• Text block:

Skip to content

RegrSlope

Overview

RegrSlope is a declarative aggregate expression that calculates the slope of the least-squares fit linear equation for non-null pairs of dependent and independent variables. It computes the regression slope using the ratio of population covariance to population variance of the independent variable.

Syntax

REGR_SLOPE(y, x)
// DataFrame API
df.agg(expr("regr_slope(y_column, x_column)"))

Arguments

Argument Type Description
left (y) DoubleType The dependent variable (y-values) for regression calculation
right (x) DoubleType The independent variable (x-values) for regression calculation

Return Type

DoubleType - Returns a double precision floating point number representing the slope, or null if the variance of x is zero.

Supported Data Types

  • Input: Both arguments must be DoubleType (implicit casting is supported via ImplicitCastInputTypes)
  • Output: DoubleType

Algorithm

  • Maintains internal state using CovPopulation for computing covariance between x and y variables
  • Maintains internal state using VariancePop for computing population variance of x variable
  • Only processes pairs where both x and y values are non-null
  • Calculates slope as the ratio: covariance(x,y) / variance(x)

• To-do list:
1) According to the RegrSlope page, what does the expression return when the variance of x is zero?
2) Summarize the RegrSlope page in two sentences.
3) Continue the RegrSlope page, picking up after its final bullet in the algorithm section.
The rows that come next are separate material, unrelated to the RegrSlope page.

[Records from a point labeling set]

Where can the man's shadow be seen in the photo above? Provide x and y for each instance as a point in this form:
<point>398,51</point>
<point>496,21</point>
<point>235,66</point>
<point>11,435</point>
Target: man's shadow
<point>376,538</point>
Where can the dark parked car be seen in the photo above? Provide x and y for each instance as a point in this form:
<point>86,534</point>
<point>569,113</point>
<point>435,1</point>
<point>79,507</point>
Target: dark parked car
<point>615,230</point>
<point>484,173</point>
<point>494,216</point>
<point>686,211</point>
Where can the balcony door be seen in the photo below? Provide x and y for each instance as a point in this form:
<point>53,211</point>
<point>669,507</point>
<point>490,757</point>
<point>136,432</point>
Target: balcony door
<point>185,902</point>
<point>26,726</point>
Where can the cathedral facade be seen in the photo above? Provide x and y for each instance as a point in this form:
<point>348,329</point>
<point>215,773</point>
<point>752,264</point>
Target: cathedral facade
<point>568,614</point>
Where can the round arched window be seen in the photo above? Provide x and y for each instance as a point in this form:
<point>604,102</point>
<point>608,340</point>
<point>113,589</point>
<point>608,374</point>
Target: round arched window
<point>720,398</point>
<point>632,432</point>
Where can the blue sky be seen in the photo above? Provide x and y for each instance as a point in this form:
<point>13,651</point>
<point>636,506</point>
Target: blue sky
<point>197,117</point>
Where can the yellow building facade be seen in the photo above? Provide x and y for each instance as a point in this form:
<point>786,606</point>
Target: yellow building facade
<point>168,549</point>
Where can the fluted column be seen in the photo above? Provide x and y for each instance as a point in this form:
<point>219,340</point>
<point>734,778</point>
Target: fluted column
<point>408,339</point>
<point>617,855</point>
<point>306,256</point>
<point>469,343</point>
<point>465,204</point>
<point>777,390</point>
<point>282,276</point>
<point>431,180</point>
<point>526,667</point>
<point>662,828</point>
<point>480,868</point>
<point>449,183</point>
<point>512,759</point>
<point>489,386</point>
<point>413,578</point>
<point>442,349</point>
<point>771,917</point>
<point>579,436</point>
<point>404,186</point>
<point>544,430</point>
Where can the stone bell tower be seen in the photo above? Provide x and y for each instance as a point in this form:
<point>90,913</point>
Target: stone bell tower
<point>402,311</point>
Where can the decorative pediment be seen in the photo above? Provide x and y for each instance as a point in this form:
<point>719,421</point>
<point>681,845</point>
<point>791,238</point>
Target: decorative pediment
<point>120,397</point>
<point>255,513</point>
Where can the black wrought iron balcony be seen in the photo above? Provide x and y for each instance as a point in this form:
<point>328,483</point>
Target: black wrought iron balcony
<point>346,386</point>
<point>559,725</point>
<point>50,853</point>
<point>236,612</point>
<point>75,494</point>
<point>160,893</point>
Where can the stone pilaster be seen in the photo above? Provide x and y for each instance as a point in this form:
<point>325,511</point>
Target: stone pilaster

• Answers to the tasks:
1) It returns null.

2) RegrSlope is a declarative aggregate expression that calculates the slope of the least-squares fit line for non-null pairs of a dependent variable y and an independent variable x, both of DoubleType. It computes the slope as the population covariance of x and y divided by the population variance of x, and it returns a double or null if the variance of x is zero.

3)
  • Returns null when variance of x equals zero (vertical line case)

Partitioning Behavior

As a declarative aggregate function:

  • Requires shuffle operations to collect data across partitions for final aggregation
  • Does not preserve partitioning since it produces a single aggregate result
  • Uses merge expressions to combine partial aggregates from different partitions

Edge Cases

  • Null handling: Ignores pairs where either x or y is null; maintains previous buffer state for such pairs
  • Zero variance: Returns null when the variance of x is zero (all x values are identical)
  • Empty input: Returns null when no valid (non-null) pairs are available
  • Numerical stability: Inherits numerical behavior from underlying CovPopulation and VariancePop implementations

Code Generation

This is a DeclarativeAggregate expression, which means it supports Catalyst's code generation (Tungsten) by expressing computation through other expressions rather than custom imperative code.

Examples

-- Calculate regression slope for sales vs advertising spend
SELECT REGR_SLOPE(sales, advertising_spend) as slope
FROM sales_data;

-- Group by region to get slope per region  
SELECT region, REGR_SLOPE(sales, advertising_spend) as slope
FROM sales_data 
GROUP BY region;
// DataFrame API usage
import org.apache.spark.sql.functions._

df.agg(expr("regr_slope(sales, advertising_spend)").alias("slope"))

// With grouping
df.groupBy("region")
  .agg(expr("regr_slope(sales, advertising_spend)").alias("slope"))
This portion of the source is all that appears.